Output, word for word, every line from the line with "of the shallow" through the final line of the data below.

--- start EXERCISE DATA ---

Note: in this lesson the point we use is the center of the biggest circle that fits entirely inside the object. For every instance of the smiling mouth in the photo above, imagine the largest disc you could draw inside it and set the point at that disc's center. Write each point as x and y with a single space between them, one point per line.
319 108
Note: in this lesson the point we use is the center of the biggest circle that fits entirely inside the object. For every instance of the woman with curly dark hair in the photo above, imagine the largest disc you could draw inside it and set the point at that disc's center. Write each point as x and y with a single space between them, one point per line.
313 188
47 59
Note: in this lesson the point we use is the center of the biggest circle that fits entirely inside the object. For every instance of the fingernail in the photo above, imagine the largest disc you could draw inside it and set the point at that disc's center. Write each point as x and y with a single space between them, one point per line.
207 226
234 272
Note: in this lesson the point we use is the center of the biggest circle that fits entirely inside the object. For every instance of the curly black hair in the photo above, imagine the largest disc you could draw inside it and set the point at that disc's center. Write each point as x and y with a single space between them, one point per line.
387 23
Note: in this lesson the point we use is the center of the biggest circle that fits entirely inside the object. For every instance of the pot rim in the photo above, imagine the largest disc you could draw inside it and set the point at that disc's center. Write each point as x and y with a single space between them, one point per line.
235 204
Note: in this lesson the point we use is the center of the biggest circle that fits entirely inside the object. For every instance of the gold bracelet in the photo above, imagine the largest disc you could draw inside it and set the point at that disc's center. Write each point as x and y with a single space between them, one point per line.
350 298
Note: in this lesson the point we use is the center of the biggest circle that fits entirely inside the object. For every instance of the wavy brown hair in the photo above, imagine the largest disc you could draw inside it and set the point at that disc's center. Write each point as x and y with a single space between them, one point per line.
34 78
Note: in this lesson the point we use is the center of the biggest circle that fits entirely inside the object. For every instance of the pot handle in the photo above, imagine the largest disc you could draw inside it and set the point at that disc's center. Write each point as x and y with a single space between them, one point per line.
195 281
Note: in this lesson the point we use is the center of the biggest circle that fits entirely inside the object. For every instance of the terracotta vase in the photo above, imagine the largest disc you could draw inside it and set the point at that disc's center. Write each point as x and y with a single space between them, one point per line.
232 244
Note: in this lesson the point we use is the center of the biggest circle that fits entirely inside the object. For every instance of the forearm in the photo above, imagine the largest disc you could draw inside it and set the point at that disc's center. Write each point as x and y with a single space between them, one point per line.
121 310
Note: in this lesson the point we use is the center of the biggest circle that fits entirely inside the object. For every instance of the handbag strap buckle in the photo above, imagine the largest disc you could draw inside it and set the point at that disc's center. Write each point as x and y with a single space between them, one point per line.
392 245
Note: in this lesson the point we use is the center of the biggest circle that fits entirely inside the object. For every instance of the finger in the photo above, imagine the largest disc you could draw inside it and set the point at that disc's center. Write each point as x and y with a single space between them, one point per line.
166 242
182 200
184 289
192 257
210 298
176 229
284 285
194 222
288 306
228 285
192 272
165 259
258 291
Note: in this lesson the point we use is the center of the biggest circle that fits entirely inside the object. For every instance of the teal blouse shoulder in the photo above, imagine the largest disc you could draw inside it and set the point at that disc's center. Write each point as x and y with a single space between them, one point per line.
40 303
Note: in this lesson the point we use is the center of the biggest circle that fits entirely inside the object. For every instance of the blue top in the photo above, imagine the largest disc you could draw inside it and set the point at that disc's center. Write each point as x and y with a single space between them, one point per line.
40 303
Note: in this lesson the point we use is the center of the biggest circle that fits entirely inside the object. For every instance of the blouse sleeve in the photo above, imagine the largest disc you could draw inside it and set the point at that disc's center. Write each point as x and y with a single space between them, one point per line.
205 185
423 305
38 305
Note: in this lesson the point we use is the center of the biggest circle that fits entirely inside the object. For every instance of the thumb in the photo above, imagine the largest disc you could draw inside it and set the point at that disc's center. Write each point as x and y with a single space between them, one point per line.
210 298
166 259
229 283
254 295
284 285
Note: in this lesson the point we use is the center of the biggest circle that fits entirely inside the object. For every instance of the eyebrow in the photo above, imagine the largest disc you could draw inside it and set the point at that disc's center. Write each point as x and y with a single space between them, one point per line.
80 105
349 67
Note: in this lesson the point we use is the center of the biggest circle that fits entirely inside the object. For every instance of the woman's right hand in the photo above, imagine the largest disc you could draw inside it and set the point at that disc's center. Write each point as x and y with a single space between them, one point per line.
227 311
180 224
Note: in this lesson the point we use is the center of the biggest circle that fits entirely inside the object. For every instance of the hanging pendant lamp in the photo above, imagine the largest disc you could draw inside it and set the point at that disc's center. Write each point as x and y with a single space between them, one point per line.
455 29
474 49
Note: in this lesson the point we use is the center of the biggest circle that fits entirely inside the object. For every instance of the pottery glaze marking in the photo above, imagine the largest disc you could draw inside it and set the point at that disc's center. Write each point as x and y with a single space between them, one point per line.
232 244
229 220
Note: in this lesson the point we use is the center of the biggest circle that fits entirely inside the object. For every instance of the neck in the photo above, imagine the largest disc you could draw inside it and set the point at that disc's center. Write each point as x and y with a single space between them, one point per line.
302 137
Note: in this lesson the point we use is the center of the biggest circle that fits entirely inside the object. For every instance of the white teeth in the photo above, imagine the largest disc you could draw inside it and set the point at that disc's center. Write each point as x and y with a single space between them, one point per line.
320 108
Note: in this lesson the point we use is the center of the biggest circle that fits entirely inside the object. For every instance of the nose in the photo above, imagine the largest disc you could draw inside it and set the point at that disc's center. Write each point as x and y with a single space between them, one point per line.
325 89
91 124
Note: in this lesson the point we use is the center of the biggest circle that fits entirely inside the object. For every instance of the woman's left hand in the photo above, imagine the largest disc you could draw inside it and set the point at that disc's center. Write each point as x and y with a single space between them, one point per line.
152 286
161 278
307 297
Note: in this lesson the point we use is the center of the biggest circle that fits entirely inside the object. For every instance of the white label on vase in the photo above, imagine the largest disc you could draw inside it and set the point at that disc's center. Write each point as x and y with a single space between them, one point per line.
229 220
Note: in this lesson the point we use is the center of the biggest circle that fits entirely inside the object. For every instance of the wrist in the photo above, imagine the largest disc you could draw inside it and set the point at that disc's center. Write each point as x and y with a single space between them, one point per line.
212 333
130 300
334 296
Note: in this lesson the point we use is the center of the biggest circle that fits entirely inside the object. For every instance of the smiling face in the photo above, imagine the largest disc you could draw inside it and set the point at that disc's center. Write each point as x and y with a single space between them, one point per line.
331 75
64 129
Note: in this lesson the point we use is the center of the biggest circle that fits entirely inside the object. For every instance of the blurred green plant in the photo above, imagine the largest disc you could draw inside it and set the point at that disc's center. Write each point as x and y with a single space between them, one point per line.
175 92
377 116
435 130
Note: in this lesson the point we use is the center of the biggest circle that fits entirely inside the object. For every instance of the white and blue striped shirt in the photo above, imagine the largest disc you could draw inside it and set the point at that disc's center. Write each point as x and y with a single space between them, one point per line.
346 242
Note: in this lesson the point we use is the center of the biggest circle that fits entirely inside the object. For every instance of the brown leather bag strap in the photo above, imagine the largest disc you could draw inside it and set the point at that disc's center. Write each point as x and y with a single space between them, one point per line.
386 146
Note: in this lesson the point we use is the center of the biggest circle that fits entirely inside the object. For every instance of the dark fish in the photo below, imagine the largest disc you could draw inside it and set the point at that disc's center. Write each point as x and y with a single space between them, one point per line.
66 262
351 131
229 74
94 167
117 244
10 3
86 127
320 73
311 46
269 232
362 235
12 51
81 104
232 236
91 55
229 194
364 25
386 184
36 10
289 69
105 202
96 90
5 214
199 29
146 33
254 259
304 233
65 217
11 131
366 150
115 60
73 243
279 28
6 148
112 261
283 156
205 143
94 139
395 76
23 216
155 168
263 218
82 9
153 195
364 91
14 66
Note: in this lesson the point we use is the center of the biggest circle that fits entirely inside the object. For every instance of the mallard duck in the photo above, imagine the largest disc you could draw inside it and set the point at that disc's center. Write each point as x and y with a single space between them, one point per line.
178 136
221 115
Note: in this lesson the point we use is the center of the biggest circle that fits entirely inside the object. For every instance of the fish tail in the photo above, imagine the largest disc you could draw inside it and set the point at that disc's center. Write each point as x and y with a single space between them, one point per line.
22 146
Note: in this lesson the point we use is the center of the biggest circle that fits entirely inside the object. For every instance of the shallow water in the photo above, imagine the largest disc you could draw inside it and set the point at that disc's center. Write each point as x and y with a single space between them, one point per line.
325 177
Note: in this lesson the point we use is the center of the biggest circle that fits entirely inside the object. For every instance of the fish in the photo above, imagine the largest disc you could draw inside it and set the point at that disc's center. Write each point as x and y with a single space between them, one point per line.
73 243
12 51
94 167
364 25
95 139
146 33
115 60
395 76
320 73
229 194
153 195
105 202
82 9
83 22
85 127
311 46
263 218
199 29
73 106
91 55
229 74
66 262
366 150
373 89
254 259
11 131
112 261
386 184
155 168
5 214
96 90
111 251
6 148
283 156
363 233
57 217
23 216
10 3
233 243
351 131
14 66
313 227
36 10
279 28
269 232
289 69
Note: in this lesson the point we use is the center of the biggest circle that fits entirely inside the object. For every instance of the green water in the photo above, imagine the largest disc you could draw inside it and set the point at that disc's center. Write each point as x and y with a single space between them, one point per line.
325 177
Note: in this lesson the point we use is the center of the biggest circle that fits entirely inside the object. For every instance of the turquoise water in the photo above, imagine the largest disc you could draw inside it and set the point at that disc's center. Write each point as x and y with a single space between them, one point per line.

--- end EXERCISE DATA ---

**EXERCISE SOLUTION**:
Note: in this lesson the point we use is the center of the biggest circle that fits entirely inside the object. For every instance of the shallow water in the photo above, imagine the largest disc you could draw inside it and set the point at that disc's center. Write each point as x and y with a single space between them, one point per line.
325 177
Note: in this lesson the point we use is the center of the biggest circle that fits entirely inside the object. For every instance of the fish in the photo above, imagine the largest disc you could draw inside it and set the point at that disc's center. Write each point as x and y with a single space between them, one point per line.
73 243
12 51
94 167
364 25
95 139
146 33
115 60
395 76
320 73
229 194
153 195
105 202
82 9
83 22
85 127
311 46
263 218
199 29
73 106
91 55
229 74
66 262
366 150
373 89
254 259
11 131
112 261
386 184
155 168
5 214
96 90
111 251
6 148
283 156
363 233
57 217
23 216
10 3
233 243
351 131
14 66
313 227
36 10
279 28
269 232
289 69
Note: in this lesson the point we use is the center of the biggest circle that fits entirely inside the object. For every instance of the green water in the photo above, imagine the largest disc you could draw inside it and set the point at that disc's center. Write each point as x and y with a single space between them, one point per line.
325 177
Note: in this lesson the point we use is the center of the biggest circle that fits entirely inside the object. For every instance of the turquoise water in the photo above, imagine the largest disc you could draw inside it and set the point at that disc's center. Write each point as x and y with a single space between them, one point per line.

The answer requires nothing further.